=== TASK ===
Print out the data below in full and exactly, skipping the pictures.

=== DATA TO PROCESS ===
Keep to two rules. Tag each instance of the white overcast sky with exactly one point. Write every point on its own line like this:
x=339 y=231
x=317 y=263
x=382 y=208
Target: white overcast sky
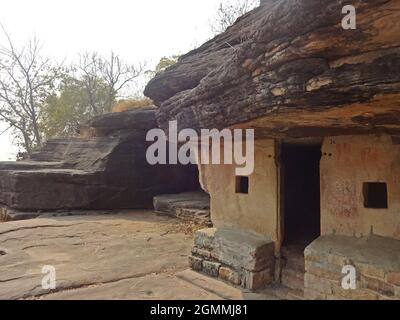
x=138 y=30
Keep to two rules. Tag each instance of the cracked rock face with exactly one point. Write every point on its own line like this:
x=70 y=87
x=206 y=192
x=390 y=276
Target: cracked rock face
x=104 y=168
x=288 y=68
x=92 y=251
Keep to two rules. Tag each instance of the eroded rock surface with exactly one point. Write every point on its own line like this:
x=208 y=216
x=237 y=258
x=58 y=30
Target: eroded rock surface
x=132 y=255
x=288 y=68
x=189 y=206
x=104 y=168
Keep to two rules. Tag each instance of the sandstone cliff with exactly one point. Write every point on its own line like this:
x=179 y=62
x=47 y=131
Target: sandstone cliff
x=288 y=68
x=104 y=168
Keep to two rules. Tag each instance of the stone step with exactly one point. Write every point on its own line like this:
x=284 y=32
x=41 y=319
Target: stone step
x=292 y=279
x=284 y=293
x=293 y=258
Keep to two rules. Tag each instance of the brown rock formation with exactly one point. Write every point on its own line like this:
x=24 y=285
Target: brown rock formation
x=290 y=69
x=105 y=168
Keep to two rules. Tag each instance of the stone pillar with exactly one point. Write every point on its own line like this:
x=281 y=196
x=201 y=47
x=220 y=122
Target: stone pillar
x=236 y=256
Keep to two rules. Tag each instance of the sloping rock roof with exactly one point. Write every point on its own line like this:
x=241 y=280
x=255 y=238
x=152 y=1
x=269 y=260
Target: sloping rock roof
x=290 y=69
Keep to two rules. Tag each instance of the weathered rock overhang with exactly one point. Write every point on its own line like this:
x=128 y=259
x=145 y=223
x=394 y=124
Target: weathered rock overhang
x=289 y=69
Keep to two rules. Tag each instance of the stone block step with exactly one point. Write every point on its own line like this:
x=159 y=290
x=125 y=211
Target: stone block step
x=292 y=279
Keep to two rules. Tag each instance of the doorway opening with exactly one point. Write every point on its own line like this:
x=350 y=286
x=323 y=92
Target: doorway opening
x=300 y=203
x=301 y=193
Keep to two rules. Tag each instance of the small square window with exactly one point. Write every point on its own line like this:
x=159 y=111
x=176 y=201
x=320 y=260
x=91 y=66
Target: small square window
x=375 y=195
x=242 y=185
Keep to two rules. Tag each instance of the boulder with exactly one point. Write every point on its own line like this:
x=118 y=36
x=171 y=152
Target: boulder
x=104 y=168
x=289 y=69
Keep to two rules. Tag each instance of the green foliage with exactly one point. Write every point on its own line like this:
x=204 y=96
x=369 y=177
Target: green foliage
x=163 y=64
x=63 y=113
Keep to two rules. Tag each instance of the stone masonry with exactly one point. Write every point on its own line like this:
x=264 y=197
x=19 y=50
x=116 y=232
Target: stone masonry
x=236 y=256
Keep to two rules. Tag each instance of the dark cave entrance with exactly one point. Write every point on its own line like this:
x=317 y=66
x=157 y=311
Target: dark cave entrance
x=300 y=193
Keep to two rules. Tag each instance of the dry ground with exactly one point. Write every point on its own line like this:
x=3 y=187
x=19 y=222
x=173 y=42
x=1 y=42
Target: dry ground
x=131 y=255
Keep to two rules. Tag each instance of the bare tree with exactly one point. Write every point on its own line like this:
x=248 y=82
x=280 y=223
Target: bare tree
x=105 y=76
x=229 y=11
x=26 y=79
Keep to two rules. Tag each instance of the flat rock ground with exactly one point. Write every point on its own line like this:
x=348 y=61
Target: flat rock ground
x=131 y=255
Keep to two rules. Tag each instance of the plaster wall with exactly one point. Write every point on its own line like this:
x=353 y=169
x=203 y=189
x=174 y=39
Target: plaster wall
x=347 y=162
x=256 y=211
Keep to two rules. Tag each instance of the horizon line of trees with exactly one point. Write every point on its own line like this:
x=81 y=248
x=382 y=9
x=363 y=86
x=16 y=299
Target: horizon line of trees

=== OUTPUT OF THE TASK ===
Keep to two rules. Tag each instance of the white overcast sky with exactly one point. Write every point on its own line like this:
x=339 y=231
x=317 y=263
x=382 y=208
Target: white overcast sky
x=138 y=30
Keep to two rules. Tag each instance of the cracked rock face with exactly one point. Write every point on its own line like this:
x=70 y=87
x=206 y=192
x=390 y=276
Target: cracked rock face
x=104 y=168
x=288 y=68
x=92 y=251
Keep to two rules. Tag each instance of the eroded rock surface with exactly one point. Write every point on its own line like this:
x=208 y=216
x=237 y=258
x=58 y=30
Target: eroded rock surface
x=132 y=255
x=288 y=68
x=189 y=206
x=104 y=168
Keep to two rules. Tag each instance of the sandstone cliff with exactly one point. Write every point on its own line like this:
x=179 y=62
x=47 y=131
Target: sandstone cliff
x=288 y=68
x=104 y=168
Keep to two rules. Tag each instance of the stone step with exactly one point. Write every point on its own line like this:
x=284 y=32
x=41 y=319
Target: stone step
x=292 y=279
x=284 y=293
x=293 y=258
Keep to two rules. Tag each instance of the brown rock formation with exactly one point. Write every point on its own line like this:
x=24 y=285
Target: brown rock formation
x=290 y=69
x=105 y=168
Keep to two rules. Tag each instance of the stone pillar with exactly one point. Write every point on its own line like this:
x=281 y=196
x=201 y=47
x=220 y=122
Target: stone pillar
x=236 y=256
Keep to two rules. Tag each instance of the sloping rock roof with exactly one point. Write every point on its own line like this:
x=241 y=280
x=255 y=238
x=152 y=1
x=269 y=260
Target: sloping rock roof
x=290 y=69
Keep to two rules. Tag each instance of the weathered rock overhang with exactly one point. Write every point on its own line like this:
x=128 y=259
x=145 y=223
x=394 y=124
Target: weathered rock overhang
x=289 y=69
Keep to two rules. Tag each instance of the stone block step with exactly one point. Write every point on its own line like this:
x=159 y=290
x=125 y=211
Target: stone block step
x=292 y=279
Keep to two rules. Tag each instance of the doorway opening with exactly one point. Write every point on its own line like this:
x=350 y=286
x=323 y=92
Target: doorway opening
x=300 y=203
x=301 y=193
Keep to two rules. Tag each instance of the small square window with exactly one point. Write every point on its own line like this:
x=159 y=111
x=176 y=201
x=320 y=260
x=91 y=66
Target: small square window
x=375 y=195
x=242 y=185
Keep to two rules. Tag each instance of the boulder with exactly one point. Write every point on its own line like this:
x=118 y=36
x=171 y=152
Target: boulder
x=104 y=168
x=289 y=69
Keep to two rules. Tag each instance of the green foliage with exactly one point. Write every point on its own line like this:
x=204 y=96
x=369 y=177
Target: green foliage
x=163 y=64
x=63 y=113
Keep to two rules. Tag each instance of the stone masonry with exactly one point. Write every point on its own line like this:
x=264 y=197
x=19 y=50
x=116 y=232
Target: stone masonry
x=236 y=256
Keep to two rules. Tag each instance of the dark cave entrance with exactly one point. Write every point on its own line like this:
x=317 y=66
x=157 y=311
Target: dark cave entrance
x=300 y=193
Keep to two rules. Tag each instance of the dry ground with exactly one point. Write every point on its own line like this:
x=3 y=187
x=19 y=222
x=173 y=42
x=1 y=42
Target: dry ground
x=131 y=255
Keep to two rules. Tag each instance of the bare tree with exactly one point. Write every point on its own line like this:
x=248 y=82
x=280 y=223
Target: bare tree
x=105 y=76
x=229 y=11
x=26 y=79
Keep to two rules. Tag each instance of the flat rock ground with exactly one point. Write every point on its own line like this:
x=348 y=61
Target: flat rock ground
x=131 y=255
Keep to two rules. Tag each instance of the plaster wall with exactly one point. Write every point on its own line like this:
x=353 y=169
x=203 y=189
x=174 y=39
Target: plaster wall
x=347 y=162
x=256 y=211
Keep to two rules. Tag each instance of the horizon line of trees with exactly one point. Write every point on its own line like this:
x=81 y=248
x=382 y=9
x=363 y=86
x=16 y=299
Target: horizon line of trees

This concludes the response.